[Collection entries]
******************************

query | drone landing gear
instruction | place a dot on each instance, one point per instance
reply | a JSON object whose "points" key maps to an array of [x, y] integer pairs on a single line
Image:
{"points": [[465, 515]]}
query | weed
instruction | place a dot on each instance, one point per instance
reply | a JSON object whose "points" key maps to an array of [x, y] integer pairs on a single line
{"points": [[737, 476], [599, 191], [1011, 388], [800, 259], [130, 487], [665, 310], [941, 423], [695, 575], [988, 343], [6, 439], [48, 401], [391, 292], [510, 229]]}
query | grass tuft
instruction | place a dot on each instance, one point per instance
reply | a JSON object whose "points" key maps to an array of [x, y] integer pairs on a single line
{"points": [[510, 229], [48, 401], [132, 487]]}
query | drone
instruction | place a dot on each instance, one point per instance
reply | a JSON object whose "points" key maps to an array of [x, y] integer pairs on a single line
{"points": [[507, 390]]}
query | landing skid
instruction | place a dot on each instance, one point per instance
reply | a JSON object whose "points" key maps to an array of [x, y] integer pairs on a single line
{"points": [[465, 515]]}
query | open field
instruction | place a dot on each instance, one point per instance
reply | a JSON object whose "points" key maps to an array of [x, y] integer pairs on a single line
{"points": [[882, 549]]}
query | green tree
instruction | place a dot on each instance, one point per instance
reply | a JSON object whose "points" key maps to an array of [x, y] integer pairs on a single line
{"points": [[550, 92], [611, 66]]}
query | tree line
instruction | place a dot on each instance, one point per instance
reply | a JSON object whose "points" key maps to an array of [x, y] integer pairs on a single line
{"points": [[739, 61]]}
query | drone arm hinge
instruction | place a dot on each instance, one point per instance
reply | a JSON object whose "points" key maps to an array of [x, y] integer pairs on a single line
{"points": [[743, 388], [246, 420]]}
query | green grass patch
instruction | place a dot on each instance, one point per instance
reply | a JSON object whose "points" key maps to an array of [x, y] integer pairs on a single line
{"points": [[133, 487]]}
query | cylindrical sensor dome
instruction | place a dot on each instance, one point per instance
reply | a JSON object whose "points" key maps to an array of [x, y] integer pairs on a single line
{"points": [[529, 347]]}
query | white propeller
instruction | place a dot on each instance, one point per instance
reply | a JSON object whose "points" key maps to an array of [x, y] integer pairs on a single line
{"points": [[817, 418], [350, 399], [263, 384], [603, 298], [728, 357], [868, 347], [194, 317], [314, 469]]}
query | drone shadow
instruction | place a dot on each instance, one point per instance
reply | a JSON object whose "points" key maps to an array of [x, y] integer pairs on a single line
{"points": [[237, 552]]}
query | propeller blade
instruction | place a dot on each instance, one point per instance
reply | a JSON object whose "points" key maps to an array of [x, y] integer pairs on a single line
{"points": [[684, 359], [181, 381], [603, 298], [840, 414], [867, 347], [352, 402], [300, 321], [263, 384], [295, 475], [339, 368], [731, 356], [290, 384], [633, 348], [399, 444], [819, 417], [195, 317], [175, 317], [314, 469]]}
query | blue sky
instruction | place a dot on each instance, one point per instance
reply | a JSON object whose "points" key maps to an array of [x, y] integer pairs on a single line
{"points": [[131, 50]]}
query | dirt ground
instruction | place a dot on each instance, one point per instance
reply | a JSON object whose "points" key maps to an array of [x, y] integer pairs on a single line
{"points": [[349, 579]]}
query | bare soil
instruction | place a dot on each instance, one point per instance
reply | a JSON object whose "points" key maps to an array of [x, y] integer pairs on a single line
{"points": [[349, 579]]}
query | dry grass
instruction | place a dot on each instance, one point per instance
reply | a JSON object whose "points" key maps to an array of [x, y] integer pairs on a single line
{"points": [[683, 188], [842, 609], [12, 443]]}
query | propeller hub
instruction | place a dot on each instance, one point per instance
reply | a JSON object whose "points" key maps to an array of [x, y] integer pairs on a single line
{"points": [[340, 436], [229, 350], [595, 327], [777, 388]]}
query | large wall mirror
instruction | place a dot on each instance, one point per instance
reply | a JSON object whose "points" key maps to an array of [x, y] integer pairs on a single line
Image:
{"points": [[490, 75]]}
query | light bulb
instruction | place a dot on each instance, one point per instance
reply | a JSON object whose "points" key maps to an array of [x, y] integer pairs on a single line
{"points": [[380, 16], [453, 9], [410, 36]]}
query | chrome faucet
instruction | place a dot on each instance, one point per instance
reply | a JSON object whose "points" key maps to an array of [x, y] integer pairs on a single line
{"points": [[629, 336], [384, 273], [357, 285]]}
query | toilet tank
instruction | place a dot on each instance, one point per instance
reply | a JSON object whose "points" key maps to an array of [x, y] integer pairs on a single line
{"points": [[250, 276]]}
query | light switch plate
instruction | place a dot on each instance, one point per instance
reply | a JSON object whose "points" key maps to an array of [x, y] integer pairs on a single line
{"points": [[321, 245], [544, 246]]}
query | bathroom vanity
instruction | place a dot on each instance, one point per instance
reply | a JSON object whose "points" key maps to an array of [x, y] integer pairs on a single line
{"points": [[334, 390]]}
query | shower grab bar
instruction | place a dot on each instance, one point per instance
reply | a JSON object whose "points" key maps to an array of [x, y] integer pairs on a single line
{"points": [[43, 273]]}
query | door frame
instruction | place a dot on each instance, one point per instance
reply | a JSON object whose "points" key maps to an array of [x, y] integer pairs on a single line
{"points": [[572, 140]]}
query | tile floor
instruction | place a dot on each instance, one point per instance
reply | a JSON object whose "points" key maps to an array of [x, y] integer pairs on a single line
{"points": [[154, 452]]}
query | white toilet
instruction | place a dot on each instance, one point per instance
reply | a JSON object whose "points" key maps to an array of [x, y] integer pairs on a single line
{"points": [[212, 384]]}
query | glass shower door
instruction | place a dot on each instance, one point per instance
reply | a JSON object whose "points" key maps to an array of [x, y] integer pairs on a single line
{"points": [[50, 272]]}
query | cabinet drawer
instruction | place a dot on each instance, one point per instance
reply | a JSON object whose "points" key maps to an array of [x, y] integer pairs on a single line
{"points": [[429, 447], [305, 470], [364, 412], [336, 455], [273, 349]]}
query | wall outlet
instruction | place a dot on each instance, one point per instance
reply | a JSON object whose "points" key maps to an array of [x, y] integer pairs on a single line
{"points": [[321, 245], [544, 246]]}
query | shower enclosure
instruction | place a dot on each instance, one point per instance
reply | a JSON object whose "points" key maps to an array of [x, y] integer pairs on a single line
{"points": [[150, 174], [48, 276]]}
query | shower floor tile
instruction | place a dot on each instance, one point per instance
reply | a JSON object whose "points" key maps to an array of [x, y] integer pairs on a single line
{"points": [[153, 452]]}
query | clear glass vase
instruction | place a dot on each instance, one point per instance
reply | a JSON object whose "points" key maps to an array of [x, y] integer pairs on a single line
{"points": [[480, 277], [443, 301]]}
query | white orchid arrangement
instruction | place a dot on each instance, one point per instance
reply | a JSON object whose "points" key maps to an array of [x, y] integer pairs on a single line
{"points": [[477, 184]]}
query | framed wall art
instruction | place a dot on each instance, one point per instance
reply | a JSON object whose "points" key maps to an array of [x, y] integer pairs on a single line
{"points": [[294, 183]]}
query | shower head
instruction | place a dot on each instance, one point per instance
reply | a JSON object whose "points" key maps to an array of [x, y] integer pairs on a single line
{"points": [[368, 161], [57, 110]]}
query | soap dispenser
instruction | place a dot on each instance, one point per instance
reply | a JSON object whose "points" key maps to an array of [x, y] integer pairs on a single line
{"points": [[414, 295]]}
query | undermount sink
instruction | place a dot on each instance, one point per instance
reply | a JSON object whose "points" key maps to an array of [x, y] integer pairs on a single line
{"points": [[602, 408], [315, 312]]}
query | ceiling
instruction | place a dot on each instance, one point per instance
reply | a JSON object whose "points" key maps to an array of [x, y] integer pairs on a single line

******************************

- _Instructions for the task_: Retype the entries exactly, including every line.

- _Result of the task_:
query | drone landing gear
instruction | place a dot on each instance, one point per instance
reply | a JSON object whose "points" key maps to an array of [x, y] integer pairs on a single line
Image:
{"points": [[465, 515]]}
query | weed
instruction | place a dot on each instance, one point per instance
reply | a JSON object whose "points" key maps to an array of [x, y] integer pairs on a single line
{"points": [[737, 476], [599, 191], [1011, 388], [800, 259], [130, 487], [665, 310], [941, 423], [695, 575], [988, 343], [6, 439], [48, 401], [391, 292], [510, 229]]}
query | grass tuft
instruction | place a dot on each instance, one point per instance
reply | a JSON object whose "points" key maps to an array of [x, y] integer pairs on a single line
{"points": [[510, 229], [48, 401], [132, 487]]}
query | drone
instruction | place a dot on each instance, one point per instance
reply | a JSON object whose "points" key maps to an array of [x, y] integer pairs on a single line
{"points": [[507, 390]]}
query | landing skid
instruction | place a dot on each instance, one point per instance
reply | a JSON object whose "points" key maps to an array of [x, y] integer pairs on a single line
{"points": [[465, 515]]}
query | open field
instruction | place a dot on each instance, one point per instance
reply | a JSON object whose "points" key maps to an array of [x, y] integer pairs on a single line
{"points": [[882, 549]]}
query | green tree
instruction | place a dot on each instance, one point per instance
reply | a JSON object whose "points" key maps to an array of [x, y] integer pairs on a single line
{"points": [[550, 92], [611, 66]]}
query | tree line
instruction | place a dot on each instance, one point per instance
reply | a JSON object whose "points" key maps to an array of [x, y] integer pairs on a single line
{"points": [[739, 61]]}
query | drone arm hinge
instruction | place a dot on each instance, one point per instance
reply | a JSON object whose "points" key maps to an array of [x, y] integer pairs on a single line
{"points": [[743, 388], [246, 420]]}
query | green grass patch
instruction | place a dot on each instance, one point per instance
reply | a JSON object whose "points" key maps to an array of [x, y] integer pairs on a single line
{"points": [[133, 487]]}
query | cylindrical sensor dome
instruction | place a dot on each instance, one point per instance
reply | a JSON object whose "points" key maps to an array of [x, y] integer pairs on a single line
{"points": [[529, 347]]}
query | white propeller
instruction | place a dot on each instance, one point per instance
reply | a JSON object whose "points" key maps to an array of [x, y] integer pairs on a single line
{"points": [[817, 418], [350, 399], [263, 384], [603, 298], [728, 357], [868, 347], [194, 317], [314, 469]]}
query | drone shadow
instruction | place a dot on each instance, one point per instance
reply | a JSON object whose "points" key maps to an array of [x, y] integer pairs on a single line
{"points": [[237, 552]]}
query | propeller blade
instruction | place a dot on each instance, one point per instance
reply | a JSON object whose "points" key maps to an array of [x, y] integer pairs on a single line
{"points": [[684, 359], [181, 381], [603, 298], [840, 414], [867, 347], [352, 402], [300, 321], [263, 384], [295, 475], [339, 368], [731, 356], [290, 384], [633, 348], [399, 444], [819, 417], [195, 317], [175, 317], [314, 469]]}
query | blue sky
instruction | place a dot on each instance, one point per instance
reply | a JSON object whose "points" key maps to an array of [x, y] integer pairs on a single line
{"points": [[131, 50]]}
query | dirt ground
instruction | place a dot on each instance, one point per instance
reply | a JSON object whose "points" key maps to an array of [x, y] integer pairs on a single line
{"points": [[349, 579]]}
query | bare soil
instruction | place a dot on each instance, one point per instance
reply | a JSON object whose "points" key maps to an array of [x, y] integer pairs on a single line
{"points": [[349, 579]]}
query | dry grass
instruction | place a dot on each instance, one point per instance
reply | a JSON object whose "points" key maps to an array of [x, y] integer pairs on a single line
{"points": [[683, 188], [842, 609], [12, 443]]}
query | propeller hub
instruction | place a dot on each instance, one point per instance
reply | a JSON object whose "points" key maps to an array of [x, y] integer pairs on a single line
{"points": [[340, 436], [229, 350], [595, 327], [777, 388]]}
query | large wall mirror
instruction | place a dot on each instance, one point per instance
reply | a JSON object whose "points" key maps to an array of [x, y] integer pairs on a single line
Image:
{"points": [[490, 75]]}
query | light bulb
instruction | place a dot on each instance, one point per instance
reply | a JSON object whose "points" key maps to an array of [x, y] integer pairs on a single line
{"points": [[380, 16], [453, 9], [410, 36]]}
query | chrome faucet
instruction | place a dot on each instance, one point per instance
reply | a JSON object whose "points" key maps to an array of [x, y] integer pairs on a single line
{"points": [[629, 336], [384, 273], [357, 285]]}
query | toilet tank
instruction | place a dot on each instance, one point per instance
reply | a JSON object whose "points" key maps to an array of [x, y] integer pairs on a single line
{"points": [[250, 276]]}
query | light switch plate
instruction | place a dot on each instance, one point per instance
reply | a JSON object whose "points" key maps to an array of [x, y] integer pairs on a single line
{"points": [[321, 245], [544, 246]]}
query | bathroom vanity
instruction | place a dot on each instance, one point per instance
reply | a JSON object whose "points" key maps to an array of [x, y] integer pairs on a single line
{"points": [[334, 390]]}
query | shower grab bar
instruction | place a dot on each instance, one point per instance
reply | a JSON object whose "points" key maps to an array of [x, y] integer pairs on a single line
{"points": [[43, 273]]}
query | door frame
instruction | place a dot on each instance, one point per instance
reply | a JSON object whose "points" key maps to an array of [x, y] integer pairs on a single line
{"points": [[572, 140]]}
query | tile floor
instruction | place a dot on each instance, one point per instance
reply | a JSON object whose "points" key maps to an array of [x, y] integer pairs on a single line
{"points": [[154, 452]]}
query | white toilet
instruction | place a dot on each instance, one point per instance
reply | a JSON object whose "points" key maps to an array of [x, y] integer pairs on a single line
{"points": [[212, 384]]}
query | glass shower door
instruction | place a dot on each instance, one point per instance
reply | a JSON object whose "points" key maps to an array of [x, y] integer pairs on a single line
{"points": [[50, 272]]}
query | cabinet drawer
instruction | place a dot on each instance, one point per instance
reply | a JSON object whose "points" key maps to an array of [x, y] integer pairs on a single line
{"points": [[429, 447], [305, 470], [364, 412], [336, 455], [273, 349]]}
query | wall outlet
instruction | place a dot on each instance, one point per instance
reply | a JSON object whose "points" key maps to an array of [x, y] integer pairs on a single line
{"points": [[321, 245], [544, 246]]}
query | shower enclosure
instruction | place a dot on each instance, one point per instance
reply | a JSON object whose "points" key maps to an array of [x, y] integer pairs on a single line
{"points": [[150, 174], [48, 276]]}
query | shower floor tile
instruction | place a dot on each instance, one point per instance
reply | a JSON object whose "points" key maps to an array of [x, y] integer pairs on a single line
{"points": [[153, 452]]}
query | clear glass vase
instruction | place a dot on each instance, one point per instance
reply | a JSON object whose "points" key maps to an array of [x, y] integer pairs on a single line
{"points": [[480, 277], [443, 301]]}
query | white orchid arrangement
instruction | place a dot on each instance, one point per instance
reply | a JSON object whose "points" key maps to an array of [x, y] integer pairs on a single line
{"points": [[477, 184]]}
query | framed wall art
instruction | place a dot on each instance, one point per instance
reply | a JSON object whose "points" key maps to an array of [x, y] integer pairs on a single line
{"points": [[294, 183]]}
query | shower head
instruction | place a dot on each instance, one point per instance
reply | a JSON object whose "points" key maps to an array of [x, y] integer pairs on a single line
{"points": [[368, 161], [57, 110]]}
query | soap dispenser
instruction | place a dot on each instance, one point per instance
reply | a JSON object whose "points" key maps to an array of [x, y] integer pairs on a single line
{"points": [[414, 295]]}
query | undermount sink
instruction | place a dot on each instance, one point per instance
reply | a JSON object whose "points" key maps to an array of [x, y] integer pairs on a single line
{"points": [[602, 408], [315, 312]]}
query | ceiling
instruction | place a dot on each instance, one point per instance
reply | a JSON object whose "points" key maps to an array of [x, y] integer pairs on a single line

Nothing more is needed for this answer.